[REQUIREMENTS]
Copy the listing below word for word, starting at its first line and ending with the line that contains "column 925, row 873".
Start MATERIAL SHOWN
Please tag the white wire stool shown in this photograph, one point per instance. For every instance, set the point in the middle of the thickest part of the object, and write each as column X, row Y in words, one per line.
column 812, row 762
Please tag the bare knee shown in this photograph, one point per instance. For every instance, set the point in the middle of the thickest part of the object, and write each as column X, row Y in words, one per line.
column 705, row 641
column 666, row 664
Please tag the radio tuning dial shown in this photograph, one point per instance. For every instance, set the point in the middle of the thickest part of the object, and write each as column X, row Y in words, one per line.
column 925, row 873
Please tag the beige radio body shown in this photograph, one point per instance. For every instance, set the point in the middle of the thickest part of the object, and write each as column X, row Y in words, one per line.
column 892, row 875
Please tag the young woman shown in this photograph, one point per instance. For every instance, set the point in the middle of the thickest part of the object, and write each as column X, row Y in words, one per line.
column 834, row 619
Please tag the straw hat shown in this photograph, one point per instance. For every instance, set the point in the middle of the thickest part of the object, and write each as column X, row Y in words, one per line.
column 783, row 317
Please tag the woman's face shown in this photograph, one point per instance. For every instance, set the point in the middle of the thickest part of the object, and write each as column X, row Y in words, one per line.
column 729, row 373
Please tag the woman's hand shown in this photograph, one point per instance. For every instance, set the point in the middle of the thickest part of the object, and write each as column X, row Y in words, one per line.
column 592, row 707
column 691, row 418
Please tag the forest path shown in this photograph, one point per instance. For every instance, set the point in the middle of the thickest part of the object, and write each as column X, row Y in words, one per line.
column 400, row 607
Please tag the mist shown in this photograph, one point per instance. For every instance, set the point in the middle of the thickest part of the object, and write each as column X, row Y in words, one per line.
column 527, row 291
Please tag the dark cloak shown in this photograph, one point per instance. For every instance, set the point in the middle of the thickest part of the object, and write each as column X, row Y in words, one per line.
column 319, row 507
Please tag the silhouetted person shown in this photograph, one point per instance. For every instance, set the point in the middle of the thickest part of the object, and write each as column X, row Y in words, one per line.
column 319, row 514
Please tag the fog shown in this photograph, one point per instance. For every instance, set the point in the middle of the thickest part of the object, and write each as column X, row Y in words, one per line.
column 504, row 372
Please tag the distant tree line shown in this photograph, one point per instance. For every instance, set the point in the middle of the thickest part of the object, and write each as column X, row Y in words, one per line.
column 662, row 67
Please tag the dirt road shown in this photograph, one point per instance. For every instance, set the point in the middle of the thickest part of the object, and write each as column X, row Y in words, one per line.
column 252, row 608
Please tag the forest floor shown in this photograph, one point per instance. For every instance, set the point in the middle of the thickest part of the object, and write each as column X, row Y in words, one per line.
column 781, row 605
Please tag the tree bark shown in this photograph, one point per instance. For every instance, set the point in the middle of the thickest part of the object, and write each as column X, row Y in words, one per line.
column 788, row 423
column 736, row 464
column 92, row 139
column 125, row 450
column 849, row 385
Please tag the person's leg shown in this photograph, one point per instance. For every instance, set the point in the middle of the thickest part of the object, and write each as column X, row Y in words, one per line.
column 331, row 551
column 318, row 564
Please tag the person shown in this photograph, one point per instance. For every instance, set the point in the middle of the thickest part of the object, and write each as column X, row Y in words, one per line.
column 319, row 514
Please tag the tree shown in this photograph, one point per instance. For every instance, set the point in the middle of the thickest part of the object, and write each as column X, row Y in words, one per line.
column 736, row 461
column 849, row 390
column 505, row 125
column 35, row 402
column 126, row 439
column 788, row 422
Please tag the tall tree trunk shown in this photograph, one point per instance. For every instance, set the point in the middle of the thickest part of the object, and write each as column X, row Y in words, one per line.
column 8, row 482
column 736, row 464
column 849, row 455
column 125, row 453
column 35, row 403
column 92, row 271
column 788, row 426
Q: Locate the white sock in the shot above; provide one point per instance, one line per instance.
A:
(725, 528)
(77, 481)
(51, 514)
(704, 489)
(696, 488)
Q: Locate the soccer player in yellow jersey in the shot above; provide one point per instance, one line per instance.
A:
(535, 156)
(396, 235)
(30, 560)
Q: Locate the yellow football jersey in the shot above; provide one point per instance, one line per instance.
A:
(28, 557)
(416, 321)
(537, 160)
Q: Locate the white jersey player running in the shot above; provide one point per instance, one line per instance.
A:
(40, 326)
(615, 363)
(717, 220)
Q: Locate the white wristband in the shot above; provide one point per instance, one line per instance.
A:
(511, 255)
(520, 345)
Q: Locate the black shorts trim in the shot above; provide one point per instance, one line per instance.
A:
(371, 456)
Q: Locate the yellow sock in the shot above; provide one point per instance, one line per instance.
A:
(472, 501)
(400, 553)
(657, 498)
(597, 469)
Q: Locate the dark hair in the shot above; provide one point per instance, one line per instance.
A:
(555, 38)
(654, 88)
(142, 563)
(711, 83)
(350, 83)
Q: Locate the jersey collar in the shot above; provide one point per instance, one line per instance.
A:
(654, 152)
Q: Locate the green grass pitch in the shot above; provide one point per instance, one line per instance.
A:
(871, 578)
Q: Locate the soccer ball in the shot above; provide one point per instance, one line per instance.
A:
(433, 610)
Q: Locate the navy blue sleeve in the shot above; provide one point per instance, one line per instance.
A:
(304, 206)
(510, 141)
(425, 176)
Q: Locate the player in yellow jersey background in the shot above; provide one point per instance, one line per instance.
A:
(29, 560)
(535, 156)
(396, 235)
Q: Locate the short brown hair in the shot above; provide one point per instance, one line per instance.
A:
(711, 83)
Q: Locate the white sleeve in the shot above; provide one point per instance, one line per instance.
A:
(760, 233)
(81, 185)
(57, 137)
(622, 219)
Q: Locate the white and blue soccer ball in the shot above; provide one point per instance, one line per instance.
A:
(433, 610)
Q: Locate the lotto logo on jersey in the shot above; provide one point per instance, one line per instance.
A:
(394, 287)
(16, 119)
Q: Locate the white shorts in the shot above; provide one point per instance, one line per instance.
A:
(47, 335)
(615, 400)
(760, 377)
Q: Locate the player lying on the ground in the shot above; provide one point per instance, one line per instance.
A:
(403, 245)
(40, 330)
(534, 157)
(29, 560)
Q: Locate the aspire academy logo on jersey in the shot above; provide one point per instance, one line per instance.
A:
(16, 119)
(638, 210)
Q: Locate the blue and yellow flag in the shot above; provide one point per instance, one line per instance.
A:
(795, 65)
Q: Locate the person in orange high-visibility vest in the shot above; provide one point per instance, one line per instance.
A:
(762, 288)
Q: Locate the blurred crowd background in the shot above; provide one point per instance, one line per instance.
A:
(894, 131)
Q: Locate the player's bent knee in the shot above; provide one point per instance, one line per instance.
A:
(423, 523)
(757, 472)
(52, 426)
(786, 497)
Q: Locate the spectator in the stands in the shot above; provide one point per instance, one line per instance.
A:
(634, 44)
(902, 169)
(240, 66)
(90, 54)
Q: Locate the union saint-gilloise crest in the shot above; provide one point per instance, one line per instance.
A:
End MATERIAL SHOWN
[EXERCISE RESULT]
Please tag the white wire stool shown in this photograph, one point per instance. For every instance, set the point in the middle of the thickest part of the object, and write each as column X, row Y in words, one per line.
column 812, row 762
Please tag the bare knee shown in this photograph, one point per instance. For every instance, set the point in the middle of the thickest part of the object, and write each as column X, row Y in words, one per line.
column 705, row 641
column 666, row 664
Please tag the radio tuning dial shown in this photograph, one point per instance. For every instance, set the point in the middle of the thickest part of the object, and write each as column X, row Y in words, one per line.
column 925, row 873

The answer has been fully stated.